-- start of Extracted text --
Jenny Gilbert explores a new production by director Conall Morrison, who has combined two masterpieces of the early 19th century to form a remarkable piece of music theatre.
The great works of music and drama, for all that we mentally file them away in sealed boxes, share connections that can still surprise us. Woyzeck in Winter is a fusion of two early 19th-century masterpieces whose similarities are uncanny. Woyzeck, the play by Georg Büchner, and Die Winterreise, the song cycle by Franz Schubert set to poems by Wilhelm Müller, were written within nine years of one another. Each was the seminal work of a troubled genius who died young. Each narrates the course of one man’s obsessive thoughts and his downward slide towards dissolution. The play is a collection of 24 scenes, the song cycle 24 songs. Placed side by side, playscript and lyrics could be said to be having a conversation.
The Dublin-based theatre director Conall Morrison has spent many years absorbing both works. Buchner’s play, which follows the struggles of a put-upon foot soldier in the German-Austrian army, ‘grabbed him by the throat’ with its energy, its vividness, its darkness. He came to Winterreise (Winter’s Journey) soon after, and the two works became a twin obsession, Morrison finding the parallels between them more and more intriguing. Subjecting the material to the workshop process (‘another way of saying we kicked it around’), convinced him that play and song cycle together could create a new entity, one that shed light all round.
-- end of Extracted text --
-- start of Extracted material --
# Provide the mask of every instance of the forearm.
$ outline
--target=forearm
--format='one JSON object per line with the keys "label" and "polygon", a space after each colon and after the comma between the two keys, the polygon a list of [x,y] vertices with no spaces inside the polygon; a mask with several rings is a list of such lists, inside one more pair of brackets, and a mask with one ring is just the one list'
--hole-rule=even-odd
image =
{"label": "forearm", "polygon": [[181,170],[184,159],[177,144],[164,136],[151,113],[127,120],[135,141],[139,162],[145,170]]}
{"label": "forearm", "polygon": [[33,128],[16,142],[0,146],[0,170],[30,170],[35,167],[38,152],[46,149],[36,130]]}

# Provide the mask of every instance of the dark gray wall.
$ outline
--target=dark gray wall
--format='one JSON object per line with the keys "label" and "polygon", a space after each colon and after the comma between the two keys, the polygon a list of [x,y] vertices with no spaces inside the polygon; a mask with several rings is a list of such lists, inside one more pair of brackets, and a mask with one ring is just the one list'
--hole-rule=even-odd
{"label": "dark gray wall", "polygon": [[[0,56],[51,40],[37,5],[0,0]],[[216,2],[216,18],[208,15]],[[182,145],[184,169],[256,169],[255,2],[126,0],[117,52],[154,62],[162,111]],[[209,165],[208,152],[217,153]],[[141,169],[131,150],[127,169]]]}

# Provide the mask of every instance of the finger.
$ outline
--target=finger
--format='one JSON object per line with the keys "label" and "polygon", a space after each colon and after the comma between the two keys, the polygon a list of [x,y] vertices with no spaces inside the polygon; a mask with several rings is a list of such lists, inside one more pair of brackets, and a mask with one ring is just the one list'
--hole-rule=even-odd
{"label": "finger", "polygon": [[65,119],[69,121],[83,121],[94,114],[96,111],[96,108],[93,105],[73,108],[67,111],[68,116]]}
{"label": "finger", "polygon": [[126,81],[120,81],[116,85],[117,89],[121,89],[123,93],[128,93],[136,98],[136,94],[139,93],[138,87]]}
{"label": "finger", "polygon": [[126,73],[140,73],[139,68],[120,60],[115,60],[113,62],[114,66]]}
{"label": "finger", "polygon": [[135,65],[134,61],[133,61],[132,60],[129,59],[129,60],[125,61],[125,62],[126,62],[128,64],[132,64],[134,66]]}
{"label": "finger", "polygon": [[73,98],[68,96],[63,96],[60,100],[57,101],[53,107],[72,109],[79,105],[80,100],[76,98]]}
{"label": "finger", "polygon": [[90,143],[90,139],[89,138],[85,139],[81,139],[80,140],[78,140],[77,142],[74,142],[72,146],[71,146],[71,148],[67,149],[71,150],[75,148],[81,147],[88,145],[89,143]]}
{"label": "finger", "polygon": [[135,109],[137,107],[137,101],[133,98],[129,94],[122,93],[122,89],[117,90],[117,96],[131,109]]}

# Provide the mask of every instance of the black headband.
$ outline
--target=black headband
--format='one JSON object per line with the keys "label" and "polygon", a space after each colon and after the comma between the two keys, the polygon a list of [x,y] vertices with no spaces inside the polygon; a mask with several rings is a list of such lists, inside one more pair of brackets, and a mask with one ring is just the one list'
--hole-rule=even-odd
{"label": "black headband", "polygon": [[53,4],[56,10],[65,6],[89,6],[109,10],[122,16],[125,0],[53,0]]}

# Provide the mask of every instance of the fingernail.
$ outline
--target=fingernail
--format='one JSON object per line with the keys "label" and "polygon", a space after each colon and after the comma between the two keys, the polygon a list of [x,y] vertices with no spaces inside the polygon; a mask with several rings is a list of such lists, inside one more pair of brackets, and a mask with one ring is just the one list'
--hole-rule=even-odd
-- end of Extracted material --
_Given task A_
In the article on Woyzeck in Winter, within how many years of each other were Woyzeck and Die Winterreise written?
_Given task B_
Carry on the article about the Woyzeck in Winter production, starting after its final sentence.

_Expected output A_
Within nine years.

_Expected output B_
Woyzeck in Winter not only takes the bold step of removing Schubert’s songs from the traditional recital-room setting. More controversially, it puts them in the mouths of actors. While aware that he risks being accused of disrespecting the art of Lieder singing, Morrison contends that using non-classical voices along with a new English translation ‘unlocks a kind of rough honesty’ in the poetry. The music drives Büchner’s play, which in turn becomes a kind of ballad opera, inhabiting a storytelling world closer to that of Bertold Brecht and Kurt Weill, or even Nick Cave or Tom Waits.
Schubert’s songs are threaded through the drama, some sung by the Woyzeck character, others by his faithless lover Marie. Some are reprised, some sung in chorus, others performed by piano alone. The piano becomes a metaphor for Woyzeck’s mind – a complex machine capable of expressive extremes but prone to go out of tune. The set resembles a Caspar David Friedrich landscape, a mountainside built of disused pianos, embedded at the centre of which is the Steinway which provides the show’s essential soundtrack.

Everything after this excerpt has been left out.